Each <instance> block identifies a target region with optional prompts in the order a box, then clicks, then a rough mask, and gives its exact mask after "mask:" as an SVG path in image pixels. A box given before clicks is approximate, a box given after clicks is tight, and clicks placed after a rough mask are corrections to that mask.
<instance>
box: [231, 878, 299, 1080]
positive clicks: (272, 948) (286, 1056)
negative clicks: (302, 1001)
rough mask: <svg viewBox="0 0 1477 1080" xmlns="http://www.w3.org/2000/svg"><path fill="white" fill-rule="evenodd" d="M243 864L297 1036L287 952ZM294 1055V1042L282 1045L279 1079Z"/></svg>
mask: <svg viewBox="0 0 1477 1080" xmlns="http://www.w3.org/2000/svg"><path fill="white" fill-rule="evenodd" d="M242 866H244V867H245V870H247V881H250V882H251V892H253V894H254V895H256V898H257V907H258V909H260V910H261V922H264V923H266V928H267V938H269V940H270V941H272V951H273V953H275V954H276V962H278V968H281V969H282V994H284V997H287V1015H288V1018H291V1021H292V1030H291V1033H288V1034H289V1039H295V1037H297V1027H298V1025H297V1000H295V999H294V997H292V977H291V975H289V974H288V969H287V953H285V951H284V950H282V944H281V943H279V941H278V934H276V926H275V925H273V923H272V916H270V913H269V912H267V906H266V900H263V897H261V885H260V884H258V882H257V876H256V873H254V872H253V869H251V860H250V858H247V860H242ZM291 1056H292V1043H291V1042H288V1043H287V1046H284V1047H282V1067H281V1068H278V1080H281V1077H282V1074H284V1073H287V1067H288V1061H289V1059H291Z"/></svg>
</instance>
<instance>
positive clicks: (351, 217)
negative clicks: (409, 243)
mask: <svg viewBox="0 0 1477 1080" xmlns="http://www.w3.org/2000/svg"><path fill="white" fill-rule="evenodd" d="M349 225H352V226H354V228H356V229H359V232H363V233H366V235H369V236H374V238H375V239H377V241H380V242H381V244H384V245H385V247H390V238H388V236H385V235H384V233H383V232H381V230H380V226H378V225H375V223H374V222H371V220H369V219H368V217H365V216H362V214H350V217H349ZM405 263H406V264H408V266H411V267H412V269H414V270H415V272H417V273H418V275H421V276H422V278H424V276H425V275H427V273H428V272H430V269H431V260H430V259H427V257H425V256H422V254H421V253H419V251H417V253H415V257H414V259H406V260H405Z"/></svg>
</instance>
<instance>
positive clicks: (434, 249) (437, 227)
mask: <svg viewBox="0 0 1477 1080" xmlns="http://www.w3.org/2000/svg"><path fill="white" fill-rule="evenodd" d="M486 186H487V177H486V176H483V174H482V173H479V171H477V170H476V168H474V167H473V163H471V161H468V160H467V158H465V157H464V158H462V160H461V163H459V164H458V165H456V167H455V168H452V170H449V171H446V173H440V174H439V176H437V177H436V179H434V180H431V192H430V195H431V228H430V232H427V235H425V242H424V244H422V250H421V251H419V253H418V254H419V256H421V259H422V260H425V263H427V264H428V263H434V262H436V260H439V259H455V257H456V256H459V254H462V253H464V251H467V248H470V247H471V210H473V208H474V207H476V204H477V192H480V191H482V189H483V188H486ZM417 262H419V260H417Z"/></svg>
____________________
WHAT YOU WILL DO → Return all of the data exactly as it reads.

OUTPUT BELOW →
Each <instance> block identifies a target region with optional prompts in the order a box, then clicks, then a rough mask, and gives its exact mask after "mask:" as an SVG path in image pixels. A box given before clicks is approximate, a box given after clicks is tight, and clicks placed after a rough mask are corrections to that mask.
<instance>
box: [231, 878, 299, 1080]
positive clicks: (272, 948) (286, 1056)
negative clicks: (302, 1001)
rough mask: <svg viewBox="0 0 1477 1080" xmlns="http://www.w3.org/2000/svg"><path fill="white" fill-rule="evenodd" d="M243 864L297 1036L287 952ZM294 1055V1042L282 1045L279 1079Z"/></svg>
mask: <svg viewBox="0 0 1477 1080" xmlns="http://www.w3.org/2000/svg"><path fill="white" fill-rule="evenodd" d="M242 866H244V867H245V870H247V881H250V882H251V892H253V894H254V895H256V898H257V907H258V909H260V910H261V922H264V923H266V928H267V938H269V940H270V941H272V951H273V953H275V954H276V962H278V968H281V969H282V994H284V997H287V1015H288V1018H291V1021H292V1030H291V1033H288V1034H289V1039H295V1037H297V1027H298V1025H297V1000H295V999H294V997H292V977H291V975H289V974H288V969H287V953H285V951H284V950H282V944H281V943H279V941H278V934H276V926H275V925H273V923H272V916H270V913H269V912H267V906H266V900H263V897H261V885H260V884H258V882H257V876H256V873H254V872H253V869H251V860H250V858H247V860H242ZM291 1056H292V1043H291V1042H288V1043H287V1046H284V1047H282V1067H281V1068H278V1080H281V1077H282V1074H284V1073H287V1067H288V1061H289V1059H291Z"/></svg>
</instance>
<instance>
positive clicks: (351, 217)
negative clicks: (409, 243)
mask: <svg viewBox="0 0 1477 1080" xmlns="http://www.w3.org/2000/svg"><path fill="white" fill-rule="evenodd" d="M349 225H352V226H354V228H356V229H359V232H363V233H366V235H369V236H374V238H375V239H377V241H380V242H381V244H384V245H385V247H390V238H388V236H385V235H384V233H383V232H381V230H380V226H378V225H375V223H374V222H371V220H369V219H368V217H365V216H362V214H350V217H349ZM405 263H406V264H408V266H411V267H412V269H414V270H415V272H417V273H418V275H421V276H422V278H424V276H425V275H427V273H428V272H430V269H431V260H430V259H427V257H425V256H422V254H421V253H419V251H417V253H415V257H414V259H406V260H405Z"/></svg>
</instance>
<instance>
positive clicks: (434, 249) (437, 227)
mask: <svg viewBox="0 0 1477 1080" xmlns="http://www.w3.org/2000/svg"><path fill="white" fill-rule="evenodd" d="M486 186H487V177H486V176H483V174H482V173H479V171H477V170H476V168H474V167H473V163H471V161H468V160H467V158H465V157H464V158H462V160H461V163H459V164H458V165H456V167H455V168H452V170H449V171H446V173H440V174H439V176H437V177H436V179H434V180H431V192H430V195H431V228H430V232H427V235H425V242H424V244H422V250H421V251H419V253H418V254H419V256H421V259H422V260H425V263H427V264H428V263H434V262H436V260H439V259H455V257H456V256H459V254H462V253H464V251H467V248H470V247H471V210H473V208H474V207H476V204H477V192H480V191H482V189H483V188H486ZM417 262H419V260H417Z"/></svg>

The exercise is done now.